Quellenauszug:
● ● ● ● ●

Martin: Erstaunlich gut. Es ist überwältigend zu sehen, wieviele Leute noch bereit sind, sich mit Musik auseinander zu setzen. Mekong macht keine Musik, die auf Anhieb bei allen zündet und das ist auch gut so. Dass es aber so viele sind, die davon sprechen, es immer wieder zu hören und es mehr und mehr zu schätzen, das ist toll und freut einen natürlich.

Erik: Von der Presse bislang und durchweg sehr gut. Und das weltweit. Zu den Reaktionen unserer Hörer kann ich noch nichts sagen, da man sich ja bekannterweise in unser Material erst ‚reinhören‘ muss. Da scheint die CD gerade noch zu laufen…. Die Fans, zu denen wir persönlichen Kontakt haben, sind aber auch schwer angetan.

Alex: Die Reviews aus beiden Lagern waren bisher überwiegend sehr positiv. Was ja immer ne tolle Sache ist, weil man selbst nach der ganzen Arbeit oft keinen Abstand mehr zu einer Produktion hat und sie irgendwie gar nicht mehr selbst beurteilen kann.

Ralf
Wie würdet ihr die neue Platte in den Gesamtkontext der Band und eurer vorherigen Alben einordnen?
Martin: Es ist eine konstante Weiterentwicklung und weist den Weg für das nächste Album.
Stillstand ist ein Fremdwort für Ralf, ebenso auf musikalischer, als auch weltlicher Ebene.
Deshalb ist das „Flussthema“, das ich auf dem nächsten Album erwarte ein gutes Bild für den Kontext der Musik von Ralf Hubert.

Erik: Generell ist im Kontext deutlich eine klare Entwicklung von frühen Kompositionen zum jetzigen Stand zu hören. Dabei hat Ralf beim komponieren niemals die eigentliche Grundidee von Mekong aus den Augen verloren. Die Songs erscheinen heute runder. Früher hatten die Titel – wahrscheinlich durch das Experimentieren im Neuland und die technisch bedingten eingeschränkten Möglichkeiten – mehr Direktheit und Charme.

Alex: Für mich ist sie auf einer Ebene mit der “Wanderer” von 2010. Wanderer war vielleicht kompositorisch noch ausgefallener, dafür gefällt mir “In a Mirror darkly” vom spielerischen her besser.

mekong delta - in a mirror darklyIst es richtig, dass „In A Mirror Darkly“ das Konzept des Vorgängers „Wanderer On The Edge Of Time“ (2010) fortführt? Könnt ihr das näher erklären?
Martin: Wanderer zeigte die Geschichte des Geigers, des Protagonisten der Dances of Death, der sich plötzlich in einer postapokalyptischen Welt befand, in der er versuchte zu verstehen, was zur Hölle hier passiert ist. Im dunklen Spiegel erfährt der Geiger, wie sich die Welt in einer parallelen Realität entwickelt hätte, deshalb auch zum Beispiel mein Zitat aus „World in shards“ in „Mutant Messiah“.

● ● ● ● ●

Datenauszug:
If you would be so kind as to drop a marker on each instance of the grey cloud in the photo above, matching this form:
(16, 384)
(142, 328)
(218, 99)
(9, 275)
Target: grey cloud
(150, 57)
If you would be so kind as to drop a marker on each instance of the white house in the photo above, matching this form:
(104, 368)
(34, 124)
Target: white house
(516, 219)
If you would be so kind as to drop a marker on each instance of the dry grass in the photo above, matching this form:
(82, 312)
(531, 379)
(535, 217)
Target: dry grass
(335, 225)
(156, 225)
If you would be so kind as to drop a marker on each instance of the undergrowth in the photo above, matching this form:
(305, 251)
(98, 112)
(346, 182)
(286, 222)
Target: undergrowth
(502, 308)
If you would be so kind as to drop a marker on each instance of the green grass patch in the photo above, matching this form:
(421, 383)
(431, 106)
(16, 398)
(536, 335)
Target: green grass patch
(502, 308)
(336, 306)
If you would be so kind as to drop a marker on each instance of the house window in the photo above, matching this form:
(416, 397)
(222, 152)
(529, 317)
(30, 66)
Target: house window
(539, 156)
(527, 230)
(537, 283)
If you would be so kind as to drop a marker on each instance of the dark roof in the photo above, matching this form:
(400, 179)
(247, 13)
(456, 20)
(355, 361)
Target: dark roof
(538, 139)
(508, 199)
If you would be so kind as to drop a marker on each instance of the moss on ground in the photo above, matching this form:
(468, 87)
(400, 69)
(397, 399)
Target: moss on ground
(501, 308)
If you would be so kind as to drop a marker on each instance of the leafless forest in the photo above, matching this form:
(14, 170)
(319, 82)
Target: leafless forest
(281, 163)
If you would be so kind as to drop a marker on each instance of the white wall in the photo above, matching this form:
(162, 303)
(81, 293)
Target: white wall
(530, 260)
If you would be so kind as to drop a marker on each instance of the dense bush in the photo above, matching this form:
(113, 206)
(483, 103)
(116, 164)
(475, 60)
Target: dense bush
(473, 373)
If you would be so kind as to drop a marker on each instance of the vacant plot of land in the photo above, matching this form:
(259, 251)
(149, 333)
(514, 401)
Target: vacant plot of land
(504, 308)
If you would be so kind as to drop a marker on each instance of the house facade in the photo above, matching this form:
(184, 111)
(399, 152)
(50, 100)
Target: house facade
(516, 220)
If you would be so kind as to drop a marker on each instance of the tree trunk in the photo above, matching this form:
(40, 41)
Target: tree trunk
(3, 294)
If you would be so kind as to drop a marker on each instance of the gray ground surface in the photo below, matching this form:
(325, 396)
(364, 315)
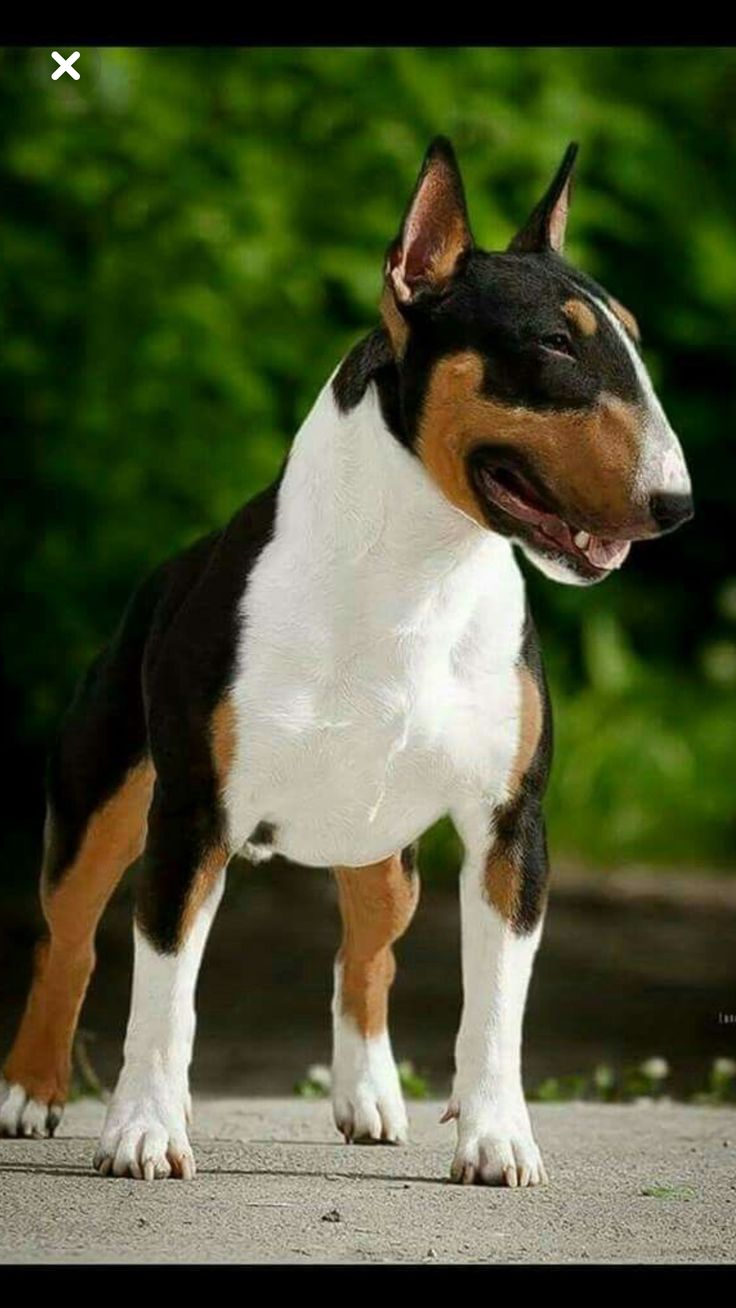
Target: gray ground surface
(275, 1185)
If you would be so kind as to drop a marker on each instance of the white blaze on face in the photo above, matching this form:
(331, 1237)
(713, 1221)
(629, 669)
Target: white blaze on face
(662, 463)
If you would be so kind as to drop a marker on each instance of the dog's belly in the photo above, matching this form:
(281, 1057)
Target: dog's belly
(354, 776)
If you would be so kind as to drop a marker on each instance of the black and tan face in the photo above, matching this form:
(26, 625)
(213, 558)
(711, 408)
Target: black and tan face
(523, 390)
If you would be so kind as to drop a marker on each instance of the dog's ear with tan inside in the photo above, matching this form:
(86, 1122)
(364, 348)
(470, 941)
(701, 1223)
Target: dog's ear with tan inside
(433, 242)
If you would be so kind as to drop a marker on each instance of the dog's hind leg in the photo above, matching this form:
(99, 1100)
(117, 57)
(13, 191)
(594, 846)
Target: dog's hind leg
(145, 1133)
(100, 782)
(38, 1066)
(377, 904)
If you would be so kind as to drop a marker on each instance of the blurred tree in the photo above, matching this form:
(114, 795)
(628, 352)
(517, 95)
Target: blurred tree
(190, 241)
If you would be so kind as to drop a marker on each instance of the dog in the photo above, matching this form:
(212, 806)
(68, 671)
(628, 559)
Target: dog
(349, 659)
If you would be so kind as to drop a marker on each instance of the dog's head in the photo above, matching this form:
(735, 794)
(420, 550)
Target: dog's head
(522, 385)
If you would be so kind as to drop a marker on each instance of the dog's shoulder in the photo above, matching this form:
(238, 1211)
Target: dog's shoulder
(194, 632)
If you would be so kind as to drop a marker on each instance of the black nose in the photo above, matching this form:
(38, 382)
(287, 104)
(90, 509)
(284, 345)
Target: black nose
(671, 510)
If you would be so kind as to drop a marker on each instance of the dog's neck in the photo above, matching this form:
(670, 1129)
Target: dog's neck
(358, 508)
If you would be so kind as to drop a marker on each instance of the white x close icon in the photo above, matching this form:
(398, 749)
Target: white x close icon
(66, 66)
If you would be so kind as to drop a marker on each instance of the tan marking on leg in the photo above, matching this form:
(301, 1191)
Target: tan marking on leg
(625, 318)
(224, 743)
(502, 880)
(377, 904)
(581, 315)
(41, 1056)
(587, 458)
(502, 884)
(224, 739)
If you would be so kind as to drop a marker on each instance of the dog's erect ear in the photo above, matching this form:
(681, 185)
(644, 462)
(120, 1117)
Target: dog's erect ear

● ● ● ● ●

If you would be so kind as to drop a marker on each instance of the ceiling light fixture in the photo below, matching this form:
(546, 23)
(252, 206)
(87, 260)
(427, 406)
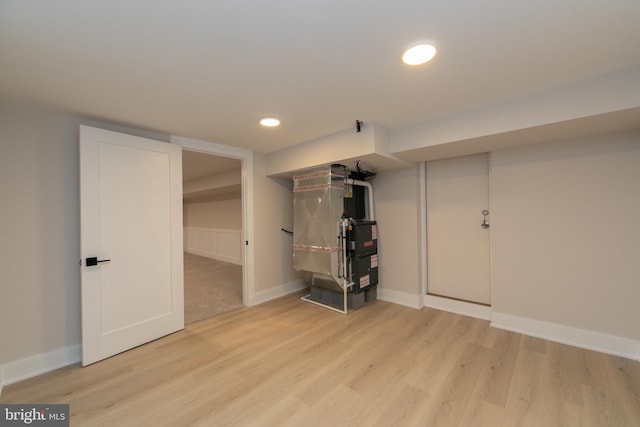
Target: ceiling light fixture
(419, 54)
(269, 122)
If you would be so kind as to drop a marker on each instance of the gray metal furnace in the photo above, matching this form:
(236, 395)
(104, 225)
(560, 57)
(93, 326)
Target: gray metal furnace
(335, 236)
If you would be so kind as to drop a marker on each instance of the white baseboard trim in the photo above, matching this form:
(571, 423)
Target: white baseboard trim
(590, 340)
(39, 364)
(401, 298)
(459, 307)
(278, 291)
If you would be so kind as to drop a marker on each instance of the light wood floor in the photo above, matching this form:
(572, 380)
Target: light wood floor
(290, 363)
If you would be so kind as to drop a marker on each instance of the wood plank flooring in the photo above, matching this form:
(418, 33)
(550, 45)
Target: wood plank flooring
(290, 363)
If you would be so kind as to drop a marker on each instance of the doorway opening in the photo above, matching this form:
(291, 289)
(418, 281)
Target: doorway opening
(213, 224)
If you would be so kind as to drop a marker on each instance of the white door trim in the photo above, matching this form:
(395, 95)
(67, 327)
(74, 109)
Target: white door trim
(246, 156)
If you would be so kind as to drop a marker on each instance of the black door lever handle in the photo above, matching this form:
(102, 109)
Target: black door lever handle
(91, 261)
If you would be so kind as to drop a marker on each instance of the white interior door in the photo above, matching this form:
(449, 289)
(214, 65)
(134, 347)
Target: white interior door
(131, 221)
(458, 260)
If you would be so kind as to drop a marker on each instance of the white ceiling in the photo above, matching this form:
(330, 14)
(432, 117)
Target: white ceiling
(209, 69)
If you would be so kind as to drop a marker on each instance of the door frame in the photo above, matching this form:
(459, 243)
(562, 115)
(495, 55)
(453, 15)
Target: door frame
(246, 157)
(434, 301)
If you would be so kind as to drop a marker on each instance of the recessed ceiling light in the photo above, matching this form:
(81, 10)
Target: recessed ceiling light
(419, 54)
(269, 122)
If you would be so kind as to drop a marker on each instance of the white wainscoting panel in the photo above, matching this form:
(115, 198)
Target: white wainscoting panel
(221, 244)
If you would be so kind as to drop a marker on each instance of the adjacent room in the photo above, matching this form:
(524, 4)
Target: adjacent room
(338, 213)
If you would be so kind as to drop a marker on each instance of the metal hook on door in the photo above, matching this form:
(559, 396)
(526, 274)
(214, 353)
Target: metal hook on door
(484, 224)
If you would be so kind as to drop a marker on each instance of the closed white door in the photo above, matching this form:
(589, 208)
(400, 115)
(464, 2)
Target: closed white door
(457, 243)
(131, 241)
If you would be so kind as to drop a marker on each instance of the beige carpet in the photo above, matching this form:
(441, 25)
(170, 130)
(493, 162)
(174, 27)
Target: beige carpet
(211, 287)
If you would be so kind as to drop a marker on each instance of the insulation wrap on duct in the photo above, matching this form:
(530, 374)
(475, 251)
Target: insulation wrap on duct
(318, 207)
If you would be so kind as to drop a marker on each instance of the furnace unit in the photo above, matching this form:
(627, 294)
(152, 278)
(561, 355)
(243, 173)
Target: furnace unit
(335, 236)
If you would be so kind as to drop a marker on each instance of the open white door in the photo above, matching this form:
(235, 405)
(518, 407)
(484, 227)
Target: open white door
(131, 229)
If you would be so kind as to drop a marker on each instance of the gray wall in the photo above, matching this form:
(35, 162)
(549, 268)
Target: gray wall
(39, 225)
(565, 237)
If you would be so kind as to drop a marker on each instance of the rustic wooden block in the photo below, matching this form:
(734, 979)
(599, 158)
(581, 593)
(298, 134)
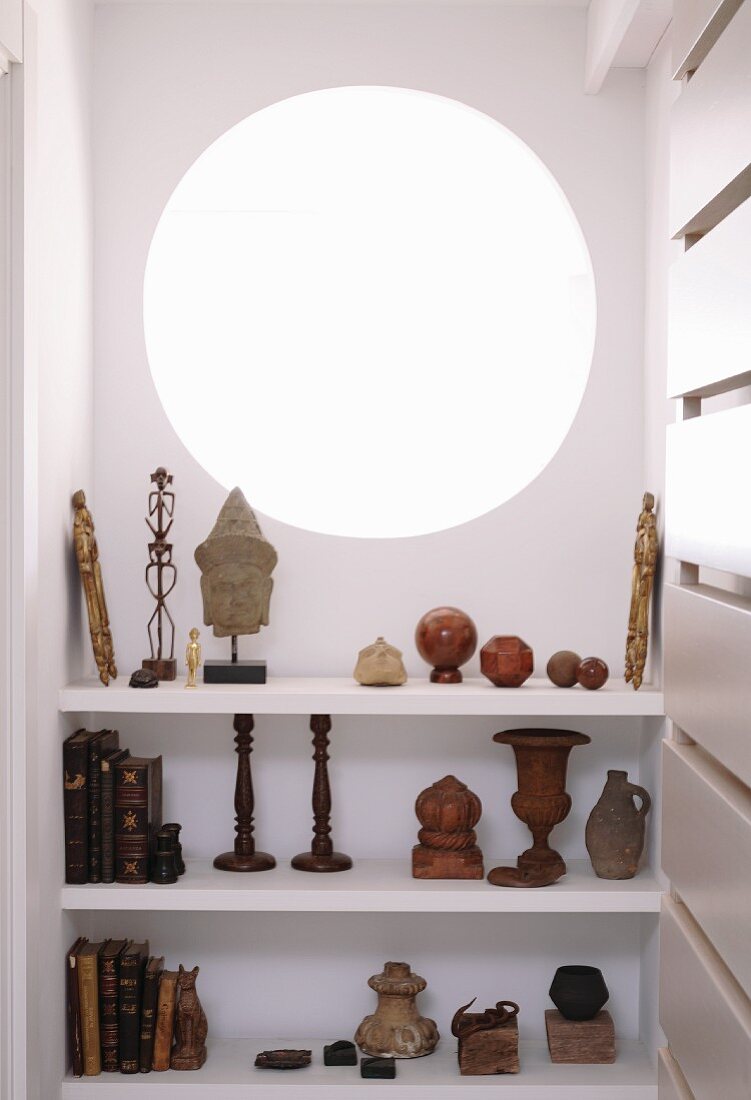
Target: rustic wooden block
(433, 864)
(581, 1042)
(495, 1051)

● ● ● ● ●

Erkläre bitte mithilfe des Interviews zu „In A Mirror Darkly“, warum Alex die überwiegend positiven Reviews als tolle Sache bezeichnet.

Nach der ganzen Arbeit hat man selbst oft keinen Abstand mehr zu einer Produktion und kann sie kaum noch selbst beurteilen. Deshalb sind positive Reviews für Alex immer eine tolle Sache.